Work to complete
Count the lines in the rows below that contain the string "white" and reply with only that number.

The input
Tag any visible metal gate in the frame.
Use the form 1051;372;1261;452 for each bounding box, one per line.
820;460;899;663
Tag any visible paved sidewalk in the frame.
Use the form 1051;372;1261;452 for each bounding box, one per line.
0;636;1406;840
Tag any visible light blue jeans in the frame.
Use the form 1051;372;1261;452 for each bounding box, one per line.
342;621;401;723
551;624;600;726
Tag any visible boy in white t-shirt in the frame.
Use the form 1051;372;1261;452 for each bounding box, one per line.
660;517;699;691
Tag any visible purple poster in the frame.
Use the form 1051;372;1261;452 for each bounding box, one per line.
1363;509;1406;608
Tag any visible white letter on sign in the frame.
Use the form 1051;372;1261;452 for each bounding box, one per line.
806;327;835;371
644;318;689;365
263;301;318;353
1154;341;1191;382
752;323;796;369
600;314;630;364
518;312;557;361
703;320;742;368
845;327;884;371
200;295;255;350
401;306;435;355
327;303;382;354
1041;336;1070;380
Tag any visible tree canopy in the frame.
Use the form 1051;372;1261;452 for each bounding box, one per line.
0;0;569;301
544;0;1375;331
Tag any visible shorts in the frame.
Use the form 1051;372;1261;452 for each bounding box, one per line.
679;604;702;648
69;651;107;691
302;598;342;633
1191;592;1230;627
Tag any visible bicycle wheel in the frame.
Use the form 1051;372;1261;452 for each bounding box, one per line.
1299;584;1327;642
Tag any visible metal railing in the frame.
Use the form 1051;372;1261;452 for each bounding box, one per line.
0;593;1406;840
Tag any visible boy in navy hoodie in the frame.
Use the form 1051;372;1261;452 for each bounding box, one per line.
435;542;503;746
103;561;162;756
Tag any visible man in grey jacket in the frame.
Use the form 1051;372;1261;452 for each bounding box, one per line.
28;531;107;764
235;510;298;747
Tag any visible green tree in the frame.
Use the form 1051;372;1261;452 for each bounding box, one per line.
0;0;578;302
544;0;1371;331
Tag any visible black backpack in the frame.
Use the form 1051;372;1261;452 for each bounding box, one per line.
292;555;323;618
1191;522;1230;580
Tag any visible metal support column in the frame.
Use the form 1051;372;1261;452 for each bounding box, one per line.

--

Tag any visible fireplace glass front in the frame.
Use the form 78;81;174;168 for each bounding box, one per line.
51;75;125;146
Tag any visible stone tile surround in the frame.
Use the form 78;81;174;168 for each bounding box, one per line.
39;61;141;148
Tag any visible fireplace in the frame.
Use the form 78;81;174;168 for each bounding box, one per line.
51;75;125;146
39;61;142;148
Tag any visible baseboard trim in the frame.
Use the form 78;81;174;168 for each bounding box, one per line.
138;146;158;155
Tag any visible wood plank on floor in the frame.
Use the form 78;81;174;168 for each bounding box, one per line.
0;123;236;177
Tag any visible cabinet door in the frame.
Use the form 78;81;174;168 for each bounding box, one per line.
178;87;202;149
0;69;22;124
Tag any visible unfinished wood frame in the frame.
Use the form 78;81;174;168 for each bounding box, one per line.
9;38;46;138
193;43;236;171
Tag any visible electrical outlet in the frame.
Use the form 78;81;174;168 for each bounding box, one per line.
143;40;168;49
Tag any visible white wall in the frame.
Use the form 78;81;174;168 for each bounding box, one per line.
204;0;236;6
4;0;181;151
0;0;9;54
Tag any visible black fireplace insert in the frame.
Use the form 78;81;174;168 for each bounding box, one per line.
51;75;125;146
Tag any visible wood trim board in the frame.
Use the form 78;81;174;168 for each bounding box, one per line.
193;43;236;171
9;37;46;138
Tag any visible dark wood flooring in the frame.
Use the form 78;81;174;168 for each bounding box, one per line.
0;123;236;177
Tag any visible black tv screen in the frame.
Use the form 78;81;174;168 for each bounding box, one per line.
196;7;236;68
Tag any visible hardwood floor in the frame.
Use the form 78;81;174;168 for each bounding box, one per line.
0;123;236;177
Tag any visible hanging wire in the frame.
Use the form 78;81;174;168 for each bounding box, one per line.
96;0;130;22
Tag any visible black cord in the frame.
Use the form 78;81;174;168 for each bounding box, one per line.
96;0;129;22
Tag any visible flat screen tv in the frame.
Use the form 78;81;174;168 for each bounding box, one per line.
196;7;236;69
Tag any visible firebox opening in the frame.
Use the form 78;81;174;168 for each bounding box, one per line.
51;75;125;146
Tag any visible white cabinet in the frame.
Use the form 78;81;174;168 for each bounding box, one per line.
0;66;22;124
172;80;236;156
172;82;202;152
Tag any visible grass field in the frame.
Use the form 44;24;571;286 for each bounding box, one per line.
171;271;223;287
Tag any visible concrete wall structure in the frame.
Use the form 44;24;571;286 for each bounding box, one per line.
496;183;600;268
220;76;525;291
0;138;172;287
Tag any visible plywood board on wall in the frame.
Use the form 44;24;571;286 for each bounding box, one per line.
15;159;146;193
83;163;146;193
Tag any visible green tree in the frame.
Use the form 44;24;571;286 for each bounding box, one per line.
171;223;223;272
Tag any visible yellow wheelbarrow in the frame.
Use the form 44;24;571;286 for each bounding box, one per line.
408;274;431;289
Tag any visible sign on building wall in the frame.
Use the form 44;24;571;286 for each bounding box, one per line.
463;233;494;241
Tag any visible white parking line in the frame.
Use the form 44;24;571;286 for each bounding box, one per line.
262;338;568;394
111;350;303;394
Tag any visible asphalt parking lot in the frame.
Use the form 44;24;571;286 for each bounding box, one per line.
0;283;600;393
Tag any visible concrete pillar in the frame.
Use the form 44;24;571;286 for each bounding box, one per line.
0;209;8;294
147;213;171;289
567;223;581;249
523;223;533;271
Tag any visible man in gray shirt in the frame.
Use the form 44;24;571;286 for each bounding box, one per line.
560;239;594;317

Solution
5